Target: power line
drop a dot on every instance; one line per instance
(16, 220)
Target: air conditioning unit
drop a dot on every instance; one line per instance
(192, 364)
────────
◆ PROBLEM
Reproduce the final stretch of the data above: every line from the one holding "Target: air conditioning unit" through the end, inclusive, exactly as written and nothing else.

◆ RESULT OF THIS TASK
Target: air conditioning unit
drop a dot on every instance; one line per instance
(192, 364)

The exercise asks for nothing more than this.